Give every line of the listing below as a numbered list, skipping blank lines and leaving out the pictures.

The data:
*** Block opens ***

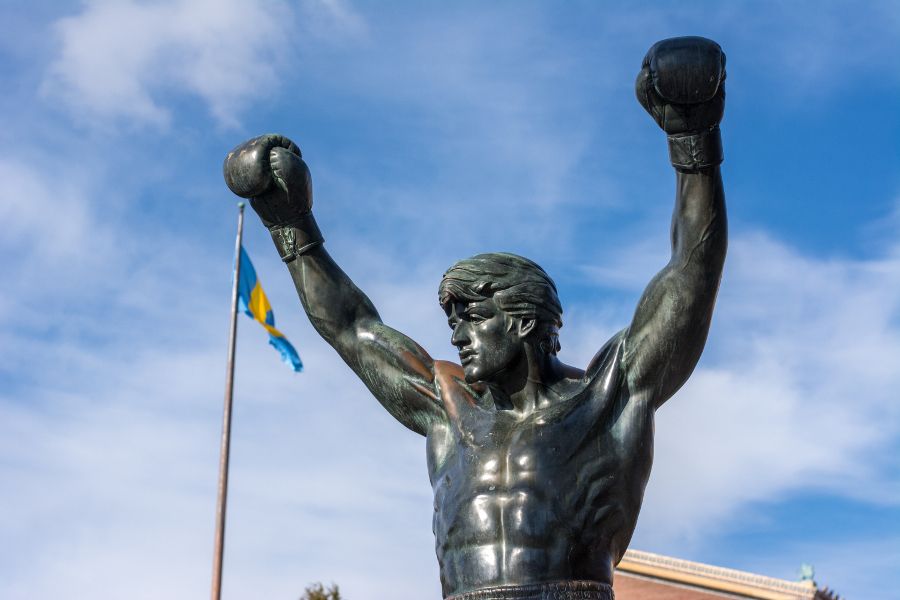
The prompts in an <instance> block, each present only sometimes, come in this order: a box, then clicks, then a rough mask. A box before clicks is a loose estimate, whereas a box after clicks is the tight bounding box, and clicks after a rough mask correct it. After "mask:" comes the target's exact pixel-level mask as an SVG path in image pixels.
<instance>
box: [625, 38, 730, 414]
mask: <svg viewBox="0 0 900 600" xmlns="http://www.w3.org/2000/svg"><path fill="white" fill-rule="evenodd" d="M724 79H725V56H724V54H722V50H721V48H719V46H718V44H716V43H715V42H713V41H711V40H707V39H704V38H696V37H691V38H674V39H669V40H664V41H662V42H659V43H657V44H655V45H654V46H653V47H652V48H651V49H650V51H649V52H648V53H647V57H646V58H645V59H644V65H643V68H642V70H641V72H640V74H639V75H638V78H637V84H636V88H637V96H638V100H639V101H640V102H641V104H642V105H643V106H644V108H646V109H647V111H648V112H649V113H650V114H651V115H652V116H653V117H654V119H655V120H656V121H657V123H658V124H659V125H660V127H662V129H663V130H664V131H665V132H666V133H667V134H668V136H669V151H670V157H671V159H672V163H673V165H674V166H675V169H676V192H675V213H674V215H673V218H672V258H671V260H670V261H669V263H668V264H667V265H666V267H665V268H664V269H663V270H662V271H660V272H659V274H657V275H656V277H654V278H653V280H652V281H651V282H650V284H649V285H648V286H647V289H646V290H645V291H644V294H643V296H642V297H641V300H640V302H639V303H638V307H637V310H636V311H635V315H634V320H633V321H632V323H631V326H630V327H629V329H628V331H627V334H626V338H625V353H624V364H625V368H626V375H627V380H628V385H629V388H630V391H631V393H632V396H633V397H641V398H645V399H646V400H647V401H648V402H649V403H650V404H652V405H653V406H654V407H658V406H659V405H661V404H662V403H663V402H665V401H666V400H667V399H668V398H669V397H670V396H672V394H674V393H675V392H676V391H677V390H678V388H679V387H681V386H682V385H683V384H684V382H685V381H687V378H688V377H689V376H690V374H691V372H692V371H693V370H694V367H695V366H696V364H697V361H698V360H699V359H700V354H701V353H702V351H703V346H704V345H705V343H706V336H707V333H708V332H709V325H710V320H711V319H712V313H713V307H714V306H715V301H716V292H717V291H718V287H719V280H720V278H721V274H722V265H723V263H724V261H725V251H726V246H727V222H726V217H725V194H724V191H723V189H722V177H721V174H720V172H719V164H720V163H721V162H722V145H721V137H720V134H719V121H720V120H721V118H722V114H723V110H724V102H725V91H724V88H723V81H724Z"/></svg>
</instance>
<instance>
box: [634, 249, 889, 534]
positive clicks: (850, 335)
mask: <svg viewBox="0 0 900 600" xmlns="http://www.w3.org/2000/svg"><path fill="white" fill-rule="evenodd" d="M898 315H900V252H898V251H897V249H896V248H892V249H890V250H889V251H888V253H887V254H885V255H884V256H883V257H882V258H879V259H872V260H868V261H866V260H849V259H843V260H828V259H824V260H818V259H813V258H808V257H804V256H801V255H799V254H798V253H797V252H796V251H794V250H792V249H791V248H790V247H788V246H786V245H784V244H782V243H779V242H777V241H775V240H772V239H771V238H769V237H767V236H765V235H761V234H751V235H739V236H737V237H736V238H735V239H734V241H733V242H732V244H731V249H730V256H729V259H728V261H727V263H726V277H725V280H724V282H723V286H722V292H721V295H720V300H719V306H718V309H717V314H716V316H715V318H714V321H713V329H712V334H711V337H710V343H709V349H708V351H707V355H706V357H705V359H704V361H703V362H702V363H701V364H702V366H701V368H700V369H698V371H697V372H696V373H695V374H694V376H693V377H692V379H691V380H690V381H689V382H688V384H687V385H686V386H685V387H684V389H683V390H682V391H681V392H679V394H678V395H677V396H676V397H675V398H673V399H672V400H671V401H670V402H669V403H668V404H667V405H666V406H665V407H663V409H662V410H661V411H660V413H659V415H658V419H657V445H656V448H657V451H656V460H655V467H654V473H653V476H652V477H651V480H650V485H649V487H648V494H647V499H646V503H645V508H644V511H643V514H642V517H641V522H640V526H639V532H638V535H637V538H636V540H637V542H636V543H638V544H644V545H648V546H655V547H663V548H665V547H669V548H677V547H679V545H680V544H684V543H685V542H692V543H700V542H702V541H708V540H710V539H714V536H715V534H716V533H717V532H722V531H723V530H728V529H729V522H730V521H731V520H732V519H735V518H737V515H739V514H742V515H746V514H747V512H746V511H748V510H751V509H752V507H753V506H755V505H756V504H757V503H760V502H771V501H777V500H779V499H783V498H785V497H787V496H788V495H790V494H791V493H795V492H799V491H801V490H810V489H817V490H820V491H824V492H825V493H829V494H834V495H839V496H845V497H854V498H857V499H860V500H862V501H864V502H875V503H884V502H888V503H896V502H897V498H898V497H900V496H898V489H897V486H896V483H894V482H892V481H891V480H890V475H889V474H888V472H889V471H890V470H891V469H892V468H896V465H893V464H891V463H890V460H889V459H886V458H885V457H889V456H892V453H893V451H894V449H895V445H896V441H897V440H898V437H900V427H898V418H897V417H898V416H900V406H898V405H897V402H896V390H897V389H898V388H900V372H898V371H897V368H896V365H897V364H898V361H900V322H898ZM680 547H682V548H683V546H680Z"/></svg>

*** Block closes ***

Reply:
1. The prompts in an <instance> block, each present only sometimes, come in this order: a box, then clicks, then a rough mask. A box before clicks is a loose estimate, whereas a box after clicks is the tight bounding box, and clicks after a rough mask correct it. After "mask:" comes the target's exact pixel-level mask as an SVG path in image pixels.
2. <instance>
3. box: [625, 38, 730, 414]
4. mask: <svg viewBox="0 0 900 600" xmlns="http://www.w3.org/2000/svg"><path fill="white" fill-rule="evenodd" d="M724 79H725V56H724V54H722V50H721V48H719V46H718V44H716V43H715V42H713V41H711V40H707V39H704V38H696V37H691V38H674V39H669V40H664V41H662V42H659V43H657V44H655V45H654V46H653V47H652V48H651V49H650V51H649V52H648V53H647V57H646V58H645V59H644V65H643V68H642V70H641V72H640V74H639V75H638V78H637V84H636V88H637V96H638V100H639V101H640V102H641V104H642V105H643V106H644V108H646V109H647V111H648V112H649V113H650V114H651V115H652V116H653V117H654V119H655V120H656V121H657V123H658V124H659V125H660V127H662V129H663V130H664V131H665V132H666V133H667V134H668V136H669V151H670V157H671V159H672V163H673V165H674V166H675V169H676V192H675V213H674V215H673V218H672V258H671V260H670V261H669V263H668V264H667V265H666V267H665V268H664V269H663V270H662V271H660V272H659V274H657V275H656V277H654V278H653V280H652V281H651V282H650V284H649V285H648V286H647V289H646V290H645V291H644V294H643V296H642V297H641V300H640V302H639V303H638V307H637V310H636V311H635V315H634V320H633V321H632V323H631V326H630V327H629V329H628V331H627V334H626V338H625V353H624V364H625V368H626V375H627V380H628V385H629V388H630V391H631V393H632V396H633V397H641V398H645V399H646V400H647V401H648V402H649V403H650V404H652V405H653V406H654V407H658V406H659V405H661V404H662V403H663V402H665V401H666V400H667V399H668V398H669V397H670V396H672V394H674V393H675V392H676V391H677V390H678V388H679V387H681V386H682V385H683V384H684V382H685V381H687V378H688V377H689V376H690V374H691V372H692V371H693V370H694V367H695V366H696V364H697V361H698V360H699V359H700V354H701V353H702V351H703V346H704V345H705V343H706V336H707V333H708V332H709V325H710V320H711V319H712V313H713V307H714V306H715V301H716V292H717V291H718V287H719V280H720V278H721V274H722V265H723V263H724V261H725V251H726V246H727V222H726V217H725V194H724V191H723V189H722V177H721V174H720V172H719V164H720V163H721V162H722V145H721V137H720V134H719V121H720V120H721V118H722V114H723V110H724V102H725V91H724V88H723V81H724Z"/></svg>
5. </instance>
6. <instance>
7. box: [634, 249, 889, 534]
8. positive clicks: (850, 335)
9. mask: <svg viewBox="0 0 900 600" xmlns="http://www.w3.org/2000/svg"><path fill="white" fill-rule="evenodd" d="M898 315H900V252H898V251H897V249H896V248H892V249H890V250H889V251H888V253H887V254H885V255H884V256H883V257H882V258H879V259H872V260H868V261H866V260H849V259H843V260H828V259H824V260H818V259H813V258H808V257H804V256H801V255H799V254H798V253H797V252H796V251H794V250H792V249H791V248H790V247H788V246H786V245H784V244H782V243H779V242H777V241H775V240H772V239H771V238H769V237H767V236H765V235H761V234H751V235H739V236H737V237H736V238H735V239H734V241H733V242H732V244H731V249H730V256H729V259H728V261H727V263H726V277H725V280H724V282H723V286H722V292H721V295H720V300H719V306H718V309H717V314H716V316H715V318H714V321H713V329H712V334H711V337H710V343H709V349H708V351H707V355H706V357H705V359H704V361H703V362H702V363H701V364H702V366H701V368H700V369H698V371H697V372H696V373H695V374H694V376H693V377H692V379H691V380H690V381H689V382H688V384H687V385H686V386H685V387H684V389H683V390H682V391H681V392H679V394H678V395H677V396H676V397H675V398H673V399H672V400H671V401H670V402H669V403H668V404H667V405H666V406H665V407H663V409H662V410H661V411H660V413H659V415H658V419H657V445H656V448H657V451H656V460H655V467H654V473H653V476H652V477H651V480H650V485H649V487H648V494H647V499H646V503H645V508H644V511H643V514H642V517H641V522H640V526H639V532H638V535H637V538H636V540H637V542H636V543H638V544H644V545H648V546H655V547H663V548H665V547H669V548H677V547H679V545H680V544H684V543H685V542H692V543H700V542H702V541H708V540H710V539H714V536H715V534H716V533H717V532H722V531H723V530H728V529H729V522H730V521H731V520H732V519H735V518H737V515H739V514H742V515H746V514H747V512H746V511H748V510H751V509H752V507H753V506H755V505H756V504H757V503H760V502H771V501H777V500H779V499H783V498H785V497H787V496H788V495H790V494H791V493H795V492H799V491H801V490H810V489H817V490H820V491H824V492H825V493H829V494H834V495H839V496H845V497H854V498H857V499H860V500H862V501H864V502H875V503H884V502H888V503H896V502H897V498H898V497H900V496H898V489H897V486H896V483H894V482H892V481H891V480H890V475H889V474H888V472H889V471H890V470H891V469H892V468H896V465H893V464H891V463H890V460H889V459H886V458H885V457H889V456H892V453H893V451H894V449H895V445H896V441H897V440H898V437H900V427H898V418H897V417H898V416H900V406H898V405H897V402H896V390H897V389H898V388H900V372H898V371H897V368H896V365H897V364H898V361H900V322H898ZM680 547H682V548H683V546H680Z"/></svg>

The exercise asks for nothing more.